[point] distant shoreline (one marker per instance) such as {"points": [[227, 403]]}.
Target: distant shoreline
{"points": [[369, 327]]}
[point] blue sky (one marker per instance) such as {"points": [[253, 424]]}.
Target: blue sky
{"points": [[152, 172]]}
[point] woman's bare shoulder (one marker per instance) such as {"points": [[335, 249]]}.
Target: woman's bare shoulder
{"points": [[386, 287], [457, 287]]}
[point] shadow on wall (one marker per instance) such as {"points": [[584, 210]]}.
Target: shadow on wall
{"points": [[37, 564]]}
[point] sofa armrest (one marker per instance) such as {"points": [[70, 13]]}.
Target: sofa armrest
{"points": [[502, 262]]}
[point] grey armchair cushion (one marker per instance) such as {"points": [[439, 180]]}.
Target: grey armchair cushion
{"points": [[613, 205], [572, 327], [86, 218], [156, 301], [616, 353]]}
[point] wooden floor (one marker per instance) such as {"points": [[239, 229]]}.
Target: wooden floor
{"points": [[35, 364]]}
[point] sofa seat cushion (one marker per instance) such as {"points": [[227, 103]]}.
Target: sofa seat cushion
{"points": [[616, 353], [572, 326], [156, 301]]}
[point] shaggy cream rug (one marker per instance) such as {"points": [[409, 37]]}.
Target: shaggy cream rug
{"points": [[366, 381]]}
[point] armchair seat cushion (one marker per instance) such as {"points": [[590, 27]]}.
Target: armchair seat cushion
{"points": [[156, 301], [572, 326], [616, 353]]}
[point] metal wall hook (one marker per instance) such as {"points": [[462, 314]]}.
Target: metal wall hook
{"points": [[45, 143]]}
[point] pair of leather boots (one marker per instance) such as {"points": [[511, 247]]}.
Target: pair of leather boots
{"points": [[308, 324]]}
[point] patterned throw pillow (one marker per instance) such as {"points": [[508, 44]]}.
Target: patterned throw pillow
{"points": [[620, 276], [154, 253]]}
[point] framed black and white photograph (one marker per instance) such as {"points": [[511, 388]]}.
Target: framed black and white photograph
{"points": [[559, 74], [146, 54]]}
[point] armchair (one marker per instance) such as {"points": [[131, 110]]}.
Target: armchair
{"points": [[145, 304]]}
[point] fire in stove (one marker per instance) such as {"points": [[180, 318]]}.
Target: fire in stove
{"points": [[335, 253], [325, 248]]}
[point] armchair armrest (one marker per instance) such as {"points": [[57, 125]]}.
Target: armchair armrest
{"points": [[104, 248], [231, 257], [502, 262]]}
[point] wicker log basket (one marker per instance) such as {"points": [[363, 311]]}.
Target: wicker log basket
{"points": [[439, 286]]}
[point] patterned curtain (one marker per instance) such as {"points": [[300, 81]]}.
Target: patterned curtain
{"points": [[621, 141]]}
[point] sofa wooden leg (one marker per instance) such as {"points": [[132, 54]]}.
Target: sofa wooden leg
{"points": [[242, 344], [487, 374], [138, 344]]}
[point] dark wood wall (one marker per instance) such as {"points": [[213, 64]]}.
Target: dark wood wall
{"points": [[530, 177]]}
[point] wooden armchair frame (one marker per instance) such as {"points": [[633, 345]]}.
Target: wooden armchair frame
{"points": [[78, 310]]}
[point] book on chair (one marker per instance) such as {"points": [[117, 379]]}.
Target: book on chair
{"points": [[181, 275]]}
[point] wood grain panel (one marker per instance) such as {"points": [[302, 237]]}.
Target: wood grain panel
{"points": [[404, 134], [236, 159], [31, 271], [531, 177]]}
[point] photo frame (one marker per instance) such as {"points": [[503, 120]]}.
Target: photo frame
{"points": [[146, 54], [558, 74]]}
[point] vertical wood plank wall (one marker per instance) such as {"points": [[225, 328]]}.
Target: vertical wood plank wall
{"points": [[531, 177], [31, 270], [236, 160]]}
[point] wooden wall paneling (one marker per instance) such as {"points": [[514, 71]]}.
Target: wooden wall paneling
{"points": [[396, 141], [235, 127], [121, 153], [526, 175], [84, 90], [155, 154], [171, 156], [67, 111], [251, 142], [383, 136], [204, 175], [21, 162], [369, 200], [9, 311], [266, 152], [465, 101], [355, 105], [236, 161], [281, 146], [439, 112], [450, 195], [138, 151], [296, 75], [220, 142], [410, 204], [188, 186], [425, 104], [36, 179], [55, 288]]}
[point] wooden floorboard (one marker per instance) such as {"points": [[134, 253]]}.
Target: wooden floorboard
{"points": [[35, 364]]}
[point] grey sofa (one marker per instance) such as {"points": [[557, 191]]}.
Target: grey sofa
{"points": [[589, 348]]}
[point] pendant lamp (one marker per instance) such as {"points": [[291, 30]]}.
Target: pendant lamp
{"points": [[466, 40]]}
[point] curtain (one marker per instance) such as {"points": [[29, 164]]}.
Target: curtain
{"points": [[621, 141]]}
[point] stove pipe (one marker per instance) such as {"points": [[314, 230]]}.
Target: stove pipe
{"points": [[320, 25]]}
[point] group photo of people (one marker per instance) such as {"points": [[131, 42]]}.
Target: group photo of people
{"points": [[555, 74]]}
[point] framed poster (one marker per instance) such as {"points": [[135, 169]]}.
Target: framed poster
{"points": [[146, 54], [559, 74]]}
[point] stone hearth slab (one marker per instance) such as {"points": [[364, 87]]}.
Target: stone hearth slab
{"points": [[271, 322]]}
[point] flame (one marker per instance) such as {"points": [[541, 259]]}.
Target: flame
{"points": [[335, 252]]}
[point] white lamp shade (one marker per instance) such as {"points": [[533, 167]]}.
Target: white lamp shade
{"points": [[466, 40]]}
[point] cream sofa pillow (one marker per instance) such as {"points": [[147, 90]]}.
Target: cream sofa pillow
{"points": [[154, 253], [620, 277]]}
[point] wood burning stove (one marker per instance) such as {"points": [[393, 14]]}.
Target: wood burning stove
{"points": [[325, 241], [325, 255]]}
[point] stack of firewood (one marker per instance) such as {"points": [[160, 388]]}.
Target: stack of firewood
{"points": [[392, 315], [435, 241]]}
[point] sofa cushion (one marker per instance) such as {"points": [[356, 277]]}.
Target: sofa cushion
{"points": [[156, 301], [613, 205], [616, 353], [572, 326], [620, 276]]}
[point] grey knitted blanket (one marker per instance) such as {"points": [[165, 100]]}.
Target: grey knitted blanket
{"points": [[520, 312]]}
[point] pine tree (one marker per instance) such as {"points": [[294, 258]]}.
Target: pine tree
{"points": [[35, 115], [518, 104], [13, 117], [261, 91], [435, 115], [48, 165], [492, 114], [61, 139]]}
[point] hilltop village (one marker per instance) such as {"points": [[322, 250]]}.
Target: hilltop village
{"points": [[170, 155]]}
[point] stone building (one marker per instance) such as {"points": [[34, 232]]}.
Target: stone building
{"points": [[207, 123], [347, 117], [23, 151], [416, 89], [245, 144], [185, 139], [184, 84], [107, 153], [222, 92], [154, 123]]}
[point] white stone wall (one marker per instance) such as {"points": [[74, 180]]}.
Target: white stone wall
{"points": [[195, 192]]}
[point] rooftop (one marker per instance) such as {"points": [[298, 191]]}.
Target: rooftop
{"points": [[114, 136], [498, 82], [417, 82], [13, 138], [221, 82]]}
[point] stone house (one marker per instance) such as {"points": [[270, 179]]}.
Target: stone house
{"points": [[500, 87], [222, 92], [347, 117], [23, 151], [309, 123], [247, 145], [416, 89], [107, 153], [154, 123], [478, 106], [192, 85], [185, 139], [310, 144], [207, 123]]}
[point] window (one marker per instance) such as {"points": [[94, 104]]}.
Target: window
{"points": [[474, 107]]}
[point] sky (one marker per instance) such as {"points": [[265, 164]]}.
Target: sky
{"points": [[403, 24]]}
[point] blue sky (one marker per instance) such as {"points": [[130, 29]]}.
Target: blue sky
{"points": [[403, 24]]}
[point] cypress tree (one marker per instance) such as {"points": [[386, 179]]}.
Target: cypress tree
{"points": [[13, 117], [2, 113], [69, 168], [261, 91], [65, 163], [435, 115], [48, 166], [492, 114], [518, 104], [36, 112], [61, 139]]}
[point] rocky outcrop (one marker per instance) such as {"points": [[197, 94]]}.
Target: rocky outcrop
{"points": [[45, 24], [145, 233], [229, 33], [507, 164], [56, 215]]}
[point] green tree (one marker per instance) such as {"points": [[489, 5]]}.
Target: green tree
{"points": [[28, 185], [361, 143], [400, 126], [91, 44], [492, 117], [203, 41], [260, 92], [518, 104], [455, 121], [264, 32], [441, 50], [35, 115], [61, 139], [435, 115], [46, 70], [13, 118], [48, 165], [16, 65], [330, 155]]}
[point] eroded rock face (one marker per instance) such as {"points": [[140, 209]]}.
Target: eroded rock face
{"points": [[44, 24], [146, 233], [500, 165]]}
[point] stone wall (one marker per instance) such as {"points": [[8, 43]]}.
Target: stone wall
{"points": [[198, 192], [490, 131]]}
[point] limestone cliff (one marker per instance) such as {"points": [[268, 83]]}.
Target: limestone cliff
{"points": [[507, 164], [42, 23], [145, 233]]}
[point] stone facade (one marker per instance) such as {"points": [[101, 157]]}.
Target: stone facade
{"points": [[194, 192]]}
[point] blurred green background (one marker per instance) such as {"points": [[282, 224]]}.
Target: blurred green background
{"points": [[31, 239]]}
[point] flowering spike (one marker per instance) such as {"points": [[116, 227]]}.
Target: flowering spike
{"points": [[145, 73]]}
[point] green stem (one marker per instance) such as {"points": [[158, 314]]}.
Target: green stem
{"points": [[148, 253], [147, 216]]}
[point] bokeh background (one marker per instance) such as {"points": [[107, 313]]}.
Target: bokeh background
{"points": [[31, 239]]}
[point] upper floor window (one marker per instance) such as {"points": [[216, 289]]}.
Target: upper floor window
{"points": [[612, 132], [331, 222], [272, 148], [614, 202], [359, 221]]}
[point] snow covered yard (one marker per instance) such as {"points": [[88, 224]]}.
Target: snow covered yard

********************

TASK PROMPT:
Repeat only the stretch of lines starting at the one containing "[point] limestone cliff" and running to the final line of the entries above.

THE OUTPUT:
[point] limestone cliff (one marker per instance) such as {"points": [[268, 83]]}.
Target: limestone cliff
{"points": [[507, 164], [42, 23], [145, 233]]}
[point] stone facade (one marker per instance) such as {"points": [[101, 157]]}.
Target: stone facade
{"points": [[194, 192]]}
[point] blurred green background (one marker per instance) such as {"points": [[282, 224]]}.
Target: blurred green background
{"points": [[31, 239]]}
[point] flowering spike (one marker per instance) such as {"points": [[116, 227]]}.
Target: flowering spike
{"points": [[145, 73]]}
[point] green stem (one marker per instance) such as {"points": [[158, 314]]}.
Target: green stem
{"points": [[148, 253], [147, 216]]}
[point] bokeh background (one marker per instance) such as {"points": [[107, 313]]}.
Target: bokeh background
{"points": [[31, 239]]}
[point] upper floor window (one marker per instance) such as {"points": [[216, 289]]}.
Target: upper floor window
{"points": [[612, 132], [331, 222], [272, 148], [614, 202], [359, 221]]}
[point] snow covered yard (one marker per instance) such as {"points": [[88, 224]]}.
Target: snow covered yard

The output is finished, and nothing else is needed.